> WHAT TO PRODUCE
Print the whole listing exactly.

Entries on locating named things
-*-

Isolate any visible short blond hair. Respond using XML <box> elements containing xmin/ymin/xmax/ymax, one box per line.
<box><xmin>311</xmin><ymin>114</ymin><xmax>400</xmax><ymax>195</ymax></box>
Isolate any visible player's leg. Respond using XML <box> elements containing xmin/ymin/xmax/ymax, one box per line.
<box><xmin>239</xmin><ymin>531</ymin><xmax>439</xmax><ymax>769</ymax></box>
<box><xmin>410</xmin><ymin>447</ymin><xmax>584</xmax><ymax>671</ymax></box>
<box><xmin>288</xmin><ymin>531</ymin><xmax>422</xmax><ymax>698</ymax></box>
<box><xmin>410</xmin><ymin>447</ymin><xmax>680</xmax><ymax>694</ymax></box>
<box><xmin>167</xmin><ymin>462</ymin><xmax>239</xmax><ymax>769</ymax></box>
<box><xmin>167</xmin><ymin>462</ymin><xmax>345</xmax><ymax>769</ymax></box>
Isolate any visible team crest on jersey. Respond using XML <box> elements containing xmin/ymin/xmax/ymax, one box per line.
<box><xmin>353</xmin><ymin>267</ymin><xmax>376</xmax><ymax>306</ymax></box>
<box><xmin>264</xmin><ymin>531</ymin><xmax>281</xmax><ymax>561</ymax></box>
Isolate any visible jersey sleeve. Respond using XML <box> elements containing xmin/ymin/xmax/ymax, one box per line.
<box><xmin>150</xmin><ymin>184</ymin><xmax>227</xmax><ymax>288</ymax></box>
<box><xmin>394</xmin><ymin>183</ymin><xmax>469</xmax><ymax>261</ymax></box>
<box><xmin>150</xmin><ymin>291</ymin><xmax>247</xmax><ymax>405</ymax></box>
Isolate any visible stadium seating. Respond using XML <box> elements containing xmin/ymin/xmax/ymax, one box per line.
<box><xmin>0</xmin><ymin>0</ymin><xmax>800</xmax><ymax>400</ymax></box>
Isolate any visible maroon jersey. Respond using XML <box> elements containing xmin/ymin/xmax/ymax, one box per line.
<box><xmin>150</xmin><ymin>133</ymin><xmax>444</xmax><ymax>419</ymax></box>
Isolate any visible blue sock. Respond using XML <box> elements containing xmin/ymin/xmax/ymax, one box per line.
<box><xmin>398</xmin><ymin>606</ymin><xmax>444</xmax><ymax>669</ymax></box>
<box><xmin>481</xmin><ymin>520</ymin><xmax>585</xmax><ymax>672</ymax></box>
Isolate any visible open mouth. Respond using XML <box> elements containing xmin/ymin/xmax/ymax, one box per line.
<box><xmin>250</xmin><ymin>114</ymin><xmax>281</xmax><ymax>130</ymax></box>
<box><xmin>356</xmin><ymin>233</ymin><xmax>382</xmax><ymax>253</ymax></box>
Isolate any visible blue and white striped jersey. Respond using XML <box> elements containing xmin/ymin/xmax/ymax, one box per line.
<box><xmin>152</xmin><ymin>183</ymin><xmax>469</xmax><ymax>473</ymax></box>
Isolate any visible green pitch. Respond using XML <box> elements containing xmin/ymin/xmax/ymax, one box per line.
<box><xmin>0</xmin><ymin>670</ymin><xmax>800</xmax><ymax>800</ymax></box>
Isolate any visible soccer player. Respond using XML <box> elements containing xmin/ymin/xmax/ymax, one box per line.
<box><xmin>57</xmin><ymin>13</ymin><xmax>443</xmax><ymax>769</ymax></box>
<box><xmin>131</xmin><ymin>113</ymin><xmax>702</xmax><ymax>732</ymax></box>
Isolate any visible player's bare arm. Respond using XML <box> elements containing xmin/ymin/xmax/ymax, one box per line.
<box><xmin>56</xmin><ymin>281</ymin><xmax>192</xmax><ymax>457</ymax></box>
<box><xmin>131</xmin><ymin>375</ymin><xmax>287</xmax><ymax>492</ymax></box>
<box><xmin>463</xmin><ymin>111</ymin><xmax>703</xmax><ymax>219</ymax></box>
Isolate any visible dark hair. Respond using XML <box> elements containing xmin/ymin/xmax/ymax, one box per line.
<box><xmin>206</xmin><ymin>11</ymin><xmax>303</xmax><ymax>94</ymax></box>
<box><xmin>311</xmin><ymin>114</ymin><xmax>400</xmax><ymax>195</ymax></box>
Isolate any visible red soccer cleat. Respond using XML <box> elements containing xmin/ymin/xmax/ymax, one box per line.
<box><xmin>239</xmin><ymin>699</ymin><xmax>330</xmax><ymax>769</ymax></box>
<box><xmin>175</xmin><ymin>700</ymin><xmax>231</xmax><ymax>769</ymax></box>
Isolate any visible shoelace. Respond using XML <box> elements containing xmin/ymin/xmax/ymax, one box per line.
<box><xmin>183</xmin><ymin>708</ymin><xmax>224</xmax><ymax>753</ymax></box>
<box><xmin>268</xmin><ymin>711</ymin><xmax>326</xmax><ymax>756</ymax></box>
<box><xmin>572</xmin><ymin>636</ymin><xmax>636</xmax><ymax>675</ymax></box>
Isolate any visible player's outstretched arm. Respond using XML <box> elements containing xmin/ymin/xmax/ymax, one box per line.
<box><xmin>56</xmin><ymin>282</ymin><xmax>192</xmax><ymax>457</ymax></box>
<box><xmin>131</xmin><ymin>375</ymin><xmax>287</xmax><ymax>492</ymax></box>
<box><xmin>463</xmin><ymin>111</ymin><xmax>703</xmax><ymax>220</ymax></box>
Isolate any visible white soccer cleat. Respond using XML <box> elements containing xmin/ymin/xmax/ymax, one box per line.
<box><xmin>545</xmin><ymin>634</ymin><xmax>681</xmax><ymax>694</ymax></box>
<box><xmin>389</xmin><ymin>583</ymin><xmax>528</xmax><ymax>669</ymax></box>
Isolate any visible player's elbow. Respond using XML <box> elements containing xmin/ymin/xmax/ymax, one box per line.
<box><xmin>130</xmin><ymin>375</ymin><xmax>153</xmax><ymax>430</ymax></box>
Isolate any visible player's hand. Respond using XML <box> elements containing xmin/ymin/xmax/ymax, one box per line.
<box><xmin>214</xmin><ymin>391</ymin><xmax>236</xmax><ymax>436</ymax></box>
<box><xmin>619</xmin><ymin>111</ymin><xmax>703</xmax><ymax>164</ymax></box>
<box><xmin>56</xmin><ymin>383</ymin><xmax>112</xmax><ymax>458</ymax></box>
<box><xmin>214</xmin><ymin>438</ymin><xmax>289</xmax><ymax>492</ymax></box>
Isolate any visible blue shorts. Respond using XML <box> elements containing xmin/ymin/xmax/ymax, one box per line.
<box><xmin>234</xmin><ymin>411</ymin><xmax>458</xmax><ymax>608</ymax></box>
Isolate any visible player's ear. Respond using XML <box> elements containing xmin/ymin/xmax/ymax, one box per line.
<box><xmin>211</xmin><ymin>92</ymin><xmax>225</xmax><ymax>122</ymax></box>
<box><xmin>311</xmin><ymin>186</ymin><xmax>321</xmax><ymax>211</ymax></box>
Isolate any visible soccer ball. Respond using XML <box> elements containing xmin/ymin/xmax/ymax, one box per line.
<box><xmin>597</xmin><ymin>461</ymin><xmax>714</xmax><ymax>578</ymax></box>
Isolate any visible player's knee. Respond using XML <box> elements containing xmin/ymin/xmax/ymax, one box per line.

-*-

> CORRECT RESULT
Isolate any visible short blond hair. Respond using XML <box> elements containing xmin/ymin/xmax/ymax, one box per line.
<box><xmin>311</xmin><ymin>114</ymin><xmax>400</xmax><ymax>195</ymax></box>
Isolate any visible player's leg. Respond using XML <box> elements containing xmin/ymin/xmax/ymax, one box per line.
<box><xmin>239</xmin><ymin>531</ymin><xmax>439</xmax><ymax>769</ymax></box>
<box><xmin>410</xmin><ymin>447</ymin><xmax>584</xmax><ymax>671</ymax></box>
<box><xmin>288</xmin><ymin>531</ymin><xmax>422</xmax><ymax>698</ymax></box>
<box><xmin>410</xmin><ymin>447</ymin><xmax>680</xmax><ymax>694</ymax></box>
<box><xmin>167</xmin><ymin>462</ymin><xmax>239</xmax><ymax>769</ymax></box>
<box><xmin>167</xmin><ymin>462</ymin><xmax>345</xmax><ymax>769</ymax></box>
Isolate any visible team crest on jersey. Respond using XML <box> elements containing xmin/ymin/xmax/ymax, one box per line.
<box><xmin>353</xmin><ymin>267</ymin><xmax>376</xmax><ymax>306</ymax></box>
<box><xmin>264</xmin><ymin>531</ymin><xmax>281</xmax><ymax>561</ymax></box>
Isolate any visible jersey sleeve. Respond using XML <box> elements containing xmin/ymin/xmax/ymax, one box per line.
<box><xmin>150</xmin><ymin>184</ymin><xmax>227</xmax><ymax>288</ymax></box>
<box><xmin>394</xmin><ymin>183</ymin><xmax>469</xmax><ymax>261</ymax></box>
<box><xmin>150</xmin><ymin>291</ymin><xmax>247</xmax><ymax>405</ymax></box>
Isolate any visible stadium seating. Respond using XML <box> elements containing xmin/ymin/xmax/ymax, one box per line.
<box><xmin>0</xmin><ymin>0</ymin><xmax>800</xmax><ymax>400</ymax></box>
Isolate any visible maroon jersey. Respond using XML <box> elements containing xmin/ymin/xmax/ymax, one box per line.
<box><xmin>150</xmin><ymin>133</ymin><xmax>444</xmax><ymax>419</ymax></box>
Isolate any visible blue sock. Respond using XML <box> elements containing xmin/ymin/xmax/ymax, one box per line.
<box><xmin>398</xmin><ymin>606</ymin><xmax>444</xmax><ymax>669</ymax></box>
<box><xmin>481</xmin><ymin>520</ymin><xmax>585</xmax><ymax>672</ymax></box>
Isolate any visible open mouth. Respond using XML <box> elements containing xmin/ymin/xmax/ymax, one box per line.
<box><xmin>250</xmin><ymin>114</ymin><xmax>281</xmax><ymax>130</ymax></box>
<box><xmin>356</xmin><ymin>233</ymin><xmax>382</xmax><ymax>253</ymax></box>
Isolate any visible blue and white striped jersey. Respond using XML <box> elements containing xmin/ymin/xmax/ymax, one box per line.
<box><xmin>152</xmin><ymin>183</ymin><xmax>469</xmax><ymax>473</ymax></box>
Isolate any visible green pitch. Respond using XML <box> elements containing xmin/ymin/xmax/ymax, one box per line.
<box><xmin>0</xmin><ymin>670</ymin><xmax>800</xmax><ymax>800</ymax></box>
Isolate any visible soccer player. Respond using XML <box> elements containing xmin/ymin/xmax/ymax, one box per line.
<box><xmin>57</xmin><ymin>13</ymin><xmax>443</xmax><ymax>769</ymax></box>
<box><xmin>131</xmin><ymin>113</ymin><xmax>702</xmax><ymax>732</ymax></box>
Isolate any visible player's bare arm. Respond using XML <box> elements containing xmin/ymin/xmax/ymax, one box per line.
<box><xmin>56</xmin><ymin>281</ymin><xmax>192</xmax><ymax>457</ymax></box>
<box><xmin>131</xmin><ymin>375</ymin><xmax>287</xmax><ymax>492</ymax></box>
<box><xmin>463</xmin><ymin>111</ymin><xmax>703</xmax><ymax>219</ymax></box>
Isolate any visible dark hair. Respond using XML <box> elements containing xmin/ymin/xmax/ymax, one box per line.
<box><xmin>206</xmin><ymin>11</ymin><xmax>303</xmax><ymax>94</ymax></box>
<box><xmin>311</xmin><ymin>114</ymin><xmax>400</xmax><ymax>195</ymax></box>
Isolate any visible red soccer cleat. Respond using XML <box> elements containing xmin/ymin/xmax/ymax, one box per line.
<box><xmin>239</xmin><ymin>699</ymin><xmax>330</xmax><ymax>769</ymax></box>
<box><xmin>175</xmin><ymin>700</ymin><xmax>231</xmax><ymax>769</ymax></box>
Isolate any visible shoelace. Respond using XML <box> elements containing xmin/ymin/xmax/ymax, one box per line.
<box><xmin>183</xmin><ymin>708</ymin><xmax>224</xmax><ymax>753</ymax></box>
<box><xmin>268</xmin><ymin>711</ymin><xmax>326</xmax><ymax>756</ymax></box>
<box><xmin>572</xmin><ymin>636</ymin><xmax>636</xmax><ymax>675</ymax></box>
Isolate any visible player's outstretched arm. Respond using XML <box> elements containing xmin/ymin/xmax/ymax, one box per line.
<box><xmin>56</xmin><ymin>282</ymin><xmax>192</xmax><ymax>457</ymax></box>
<box><xmin>131</xmin><ymin>375</ymin><xmax>287</xmax><ymax>492</ymax></box>
<box><xmin>463</xmin><ymin>111</ymin><xmax>703</xmax><ymax>220</ymax></box>
Isolate any visible white soccer cleat. Respond using XML <box> elements containing xmin/ymin/xmax/ymax, one box per line.
<box><xmin>545</xmin><ymin>634</ymin><xmax>681</xmax><ymax>694</ymax></box>
<box><xmin>389</xmin><ymin>583</ymin><xmax>528</xmax><ymax>669</ymax></box>
Isolate any visible player's elbow. Respond using XML <box> elements containing xmin/ymin/xmax/ymax, one box per line.
<box><xmin>130</xmin><ymin>375</ymin><xmax>153</xmax><ymax>430</ymax></box>
Isolate any visible player's hand. Respond using XML <box> elements containing xmin/ymin/xmax/ymax, one box per line.
<box><xmin>214</xmin><ymin>391</ymin><xmax>236</xmax><ymax>436</ymax></box>
<box><xmin>619</xmin><ymin>111</ymin><xmax>703</xmax><ymax>164</ymax></box>
<box><xmin>56</xmin><ymin>383</ymin><xmax>112</xmax><ymax>458</ymax></box>
<box><xmin>214</xmin><ymin>438</ymin><xmax>289</xmax><ymax>492</ymax></box>
Isolate any visible blue shorts. Respond using XML <box> elements containing xmin/ymin/xmax/ymax, one box per line.
<box><xmin>234</xmin><ymin>411</ymin><xmax>458</xmax><ymax>608</ymax></box>
Isolate any visible player's ear. Respond using XML <box> elements containing xmin/ymin/xmax/ymax, one box per line.
<box><xmin>211</xmin><ymin>92</ymin><xmax>225</xmax><ymax>122</ymax></box>
<box><xmin>311</xmin><ymin>186</ymin><xmax>321</xmax><ymax>211</ymax></box>
Isolate any visible soccer ball. Respond using XML <box> elements containing xmin/ymin/xmax/ymax, one box per line.
<box><xmin>597</xmin><ymin>461</ymin><xmax>714</xmax><ymax>578</ymax></box>
Isolate any visible player's knee. Respond using XML <box> elements containing xmin/ymin/xmax/ymax, one box per line.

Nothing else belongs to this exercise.